▶ _EXCERPTED RECORDS_:
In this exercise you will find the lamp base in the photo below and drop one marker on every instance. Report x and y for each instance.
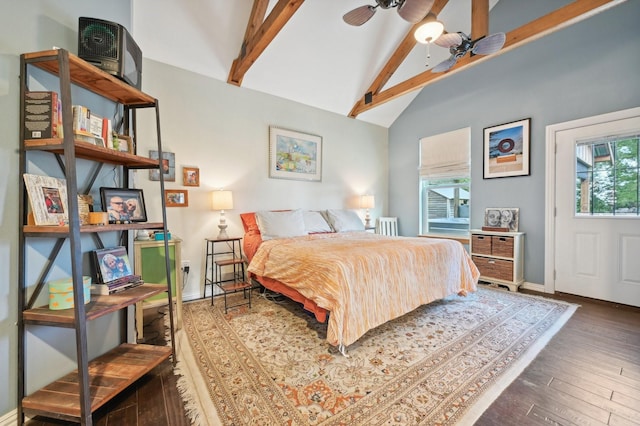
(223, 232)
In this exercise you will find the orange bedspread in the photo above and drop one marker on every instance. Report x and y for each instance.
(364, 279)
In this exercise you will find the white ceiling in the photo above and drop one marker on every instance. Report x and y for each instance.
(316, 59)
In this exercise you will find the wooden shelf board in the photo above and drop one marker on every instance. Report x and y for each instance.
(62, 231)
(93, 152)
(91, 78)
(109, 374)
(233, 287)
(99, 306)
(227, 262)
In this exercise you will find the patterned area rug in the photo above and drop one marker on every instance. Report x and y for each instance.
(441, 364)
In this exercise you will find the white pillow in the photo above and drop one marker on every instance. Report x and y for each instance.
(345, 220)
(280, 224)
(315, 222)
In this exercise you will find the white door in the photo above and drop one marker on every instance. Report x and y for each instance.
(596, 256)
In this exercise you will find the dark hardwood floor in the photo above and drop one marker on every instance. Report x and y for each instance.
(151, 401)
(589, 374)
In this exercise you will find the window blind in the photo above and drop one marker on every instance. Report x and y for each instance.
(446, 154)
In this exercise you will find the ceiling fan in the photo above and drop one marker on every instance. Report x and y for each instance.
(459, 44)
(410, 10)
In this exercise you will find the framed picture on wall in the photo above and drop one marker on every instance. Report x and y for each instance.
(294, 155)
(176, 197)
(190, 176)
(167, 166)
(506, 149)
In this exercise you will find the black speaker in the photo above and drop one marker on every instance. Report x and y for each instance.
(110, 47)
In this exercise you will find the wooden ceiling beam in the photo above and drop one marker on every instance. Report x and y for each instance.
(258, 38)
(565, 16)
(402, 51)
(479, 18)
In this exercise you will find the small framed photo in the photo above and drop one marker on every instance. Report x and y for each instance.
(48, 198)
(176, 197)
(191, 176)
(294, 155)
(111, 264)
(85, 206)
(167, 165)
(123, 205)
(506, 149)
(500, 217)
(123, 143)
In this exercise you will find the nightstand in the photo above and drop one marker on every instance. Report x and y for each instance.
(224, 254)
(499, 256)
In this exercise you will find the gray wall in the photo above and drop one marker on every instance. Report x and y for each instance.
(587, 69)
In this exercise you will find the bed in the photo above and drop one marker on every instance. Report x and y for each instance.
(356, 279)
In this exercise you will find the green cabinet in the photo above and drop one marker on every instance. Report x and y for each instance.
(149, 263)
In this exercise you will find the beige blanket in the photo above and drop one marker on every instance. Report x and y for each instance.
(364, 279)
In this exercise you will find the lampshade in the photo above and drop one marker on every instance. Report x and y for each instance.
(222, 200)
(429, 30)
(367, 202)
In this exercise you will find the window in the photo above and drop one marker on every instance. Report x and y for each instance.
(445, 183)
(607, 176)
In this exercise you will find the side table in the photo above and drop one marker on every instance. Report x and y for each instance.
(228, 253)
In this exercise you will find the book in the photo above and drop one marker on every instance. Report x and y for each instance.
(81, 119)
(495, 229)
(107, 133)
(106, 289)
(40, 115)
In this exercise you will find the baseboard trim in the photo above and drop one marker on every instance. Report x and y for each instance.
(9, 419)
(533, 286)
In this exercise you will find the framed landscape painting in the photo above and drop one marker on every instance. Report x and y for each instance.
(294, 155)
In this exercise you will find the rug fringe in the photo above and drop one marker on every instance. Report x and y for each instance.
(188, 389)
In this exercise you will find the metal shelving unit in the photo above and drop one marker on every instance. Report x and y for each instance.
(75, 396)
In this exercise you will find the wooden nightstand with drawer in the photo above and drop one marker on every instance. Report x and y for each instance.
(499, 256)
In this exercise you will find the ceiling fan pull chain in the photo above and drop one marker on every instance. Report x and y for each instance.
(428, 54)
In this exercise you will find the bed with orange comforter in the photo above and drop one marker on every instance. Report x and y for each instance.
(363, 280)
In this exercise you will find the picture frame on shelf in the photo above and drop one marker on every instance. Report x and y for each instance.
(502, 218)
(191, 176)
(167, 165)
(176, 197)
(294, 155)
(123, 143)
(111, 264)
(123, 205)
(85, 206)
(48, 199)
(506, 149)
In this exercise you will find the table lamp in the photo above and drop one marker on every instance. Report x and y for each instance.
(222, 200)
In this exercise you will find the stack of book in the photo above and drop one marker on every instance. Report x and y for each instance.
(117, 285)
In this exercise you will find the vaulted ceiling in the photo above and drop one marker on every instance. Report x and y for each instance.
(303, 51)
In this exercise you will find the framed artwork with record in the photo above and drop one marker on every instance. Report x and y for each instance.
(506, 149)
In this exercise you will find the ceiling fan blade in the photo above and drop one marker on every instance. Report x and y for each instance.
(445, 65)
(414, 10)
(490, 44)
(359, 15)
(449, 40)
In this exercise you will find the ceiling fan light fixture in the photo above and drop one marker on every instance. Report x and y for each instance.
(429, 30)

▶ _ASSIGNMENT_: Could you restate every record above word for word, dropping the pictures?

▶ _OUTPUT FOR THIS EXERCISE_:
In this exercise you will find the lamp base in the photo below and drop one marker on every instance. Report x and y for each instance.
(223, 232)
In this exercise you will find the orange bedspread in the photo above and drop one marker on every instance. Report x and y for each instance.
(364, 279)
In this exercise you will find the white ceiling in the photo above and drop one marker on every instance. Report x and y for each instance.
(316, 59)
In this exercise you will find the wooden shelf board in the photo above and drop one marker on every instance. Report x and y for each instance.
(62, 231)
(93, 152)
(91, 78)
(109, 374)
(233, 287)
(99, 306)
(227, 262)
In this exercise you will find the patterned area rug in the photo above and drop one marker on every instance. Report x and y for each instance.
(441, 364)
In this exercise you will find the white pillow in the photo above and drop one marker on every instance. Report x and y for each instance.
(345, 220)
(280, 224)
(315, 222)
In this exercise you will find the white door in the photo above and drop one marker on every instance. Report x and y for each instance.
(596, 256)
In this exercise you will find the dark hardwood floor in the photo above and drop one marker on every instance. Report x and y for each instance.
(151, 401)
(589, 374)
In this exercise you will find the window blind in the photo above and drop one marker on every instance. Report x and y for each instance.
(446, 154)
In this exercise you will find the ceiling fan in the photo above and drop one marker on every instance. Report x and y for each instance.
(459, 44)
(410, 10)
In this exercise you will find the framed picture on wall in the photo above and drop one marker on every instance. Report x and y for each instance.
(294, 155)
(176, 197)
(190, 176)
(167, 166)
(506, 149)
In this exercise you will find the black speaker in the photo above and drop one marker on every instance. Report x and y for each instance.
(110, 47)
In this exercise you will find the wooden ceiling beam in the photo above and drop one marker on every instance. Report x and y for each instance.
(258, 38)
(565, 16)
(402, 51)
(479, 18)
In this exercise you will find the small framed photo in the photo above and drop one marker on every instance. Report x and y for each instance.
(48, 198)
(176, 197)
(191, 176)
(294, 155)
(111, 264)
(85, 206)
(167, 165)
(123, 205)
(506, 149)
(500, 217)
(123, 143)
In this exercise you will find the nightstand in the photo above and drop one marker on every instance. Report x and y for each instance.
(224, 254)
(499, 256)
In this exercise you will find the gray wall in the photo above and drop one marker on every instance. Report x and y for each instance.
(587, 69)
In this exercise you will find the bed in the photo above and drop one marker on every instance. Report x and y for each instance.
(356, 279)
In this exercise you will find the green cabinet in the photo above and drop one marker on every instance. Report x and y for each instance.
(149, 263)
In this exercise you will find the beige blanket in the photo above and drop one marker on every instance. Report x and y for each instance.
(364, 279)
In this exercise you will find the lampshade in the photo above and drop one marker on every instance. Report x and y for each instance.
(222, 200)
(429, 30)
(367, 202)
In this exercise you will find the window in the photo above and drop one marker on every instance. Report x and y for each instance.
(445, 183)
(607, 176)
In this exercise you will find the side table in the photo above and drop one marker on every instance. Report x and y for each instance.
(228, 253)
In this exercise you will find the book in the photo above and drop one marker on every instance. Report x and y for each instance.
(81, 119)
(495, 229)
(107, 133)
(106, 289)
(40, 115)
In this exercise you will find the baseboard trim in the photo above and drop one marker on every instance. Report x and y for each instance.
(9, 419)
(533, 286)
In this exercise you will find the framed landscape painting in the photo above and drop one marker on every instance. Report x and y for each instance.
(294, 155)
In this exercise you will find the rug fringe in the photo above and drop one marker on every instance. Report x and y for each instance.
(188, 389)
In this exercise you will find the metal shelving unit in the photo above and drop one marker on every instance. Report x and y for each instance.
(75, 396)
In this exercise you will find the wooden nightstand with drawer in the photo above and drop one marker on every instance. Report x and y for each instance.
(499, 256)
In this exercise you will find the ceiling fan pull chain in the photo above and drop one marker on every instance. Report x and y for each instance.
(428, 54)
In this exercise you will find the bed with orange comforter in the photo above and drop one marker on every instance. Report x and y for each instance.
(363, 280)
In this exercise you will find the picture frame on shelf in the photo above and drop one marker on every instance. Report x and y for each instance.
(502, 218)
(191, 176)
(167, 165)
(176, 197)
(294, 155)
(123, 143)
(111, 264)
(123, 205)
(85, 206)
(48, 199)
(506, 149)
In this exercise you will find the table lamp in the photo above and drop one marker on every instance. Report x and y for each instance.
(222, 200)
In this exercise you will find the stack of book in the photo above and drop one marker on every instance. Report x and y for each instance.
(117, 285)
In this exercise you will find the vaulted ceiling in the photo above and drop one marker on every instance. Report x and y for each instance.
(303, 51)
In this exercise you will find the framed artwork with record in the photo above and drop one marker on every instance. Report x and y for each instance.
(506, 149)
In this exercise you will find the ceiling fan blade in the photo above and drop one marker on every instance. Report x and y for each instance.
(445, 65)
(414, 10)
(490, 44)
(359, 15)
(449, 40)
In this exercise you will find the ceiling fan light fixture in the photo above and drop one marker on every instance. Report x and y for each instance.
(429, 30)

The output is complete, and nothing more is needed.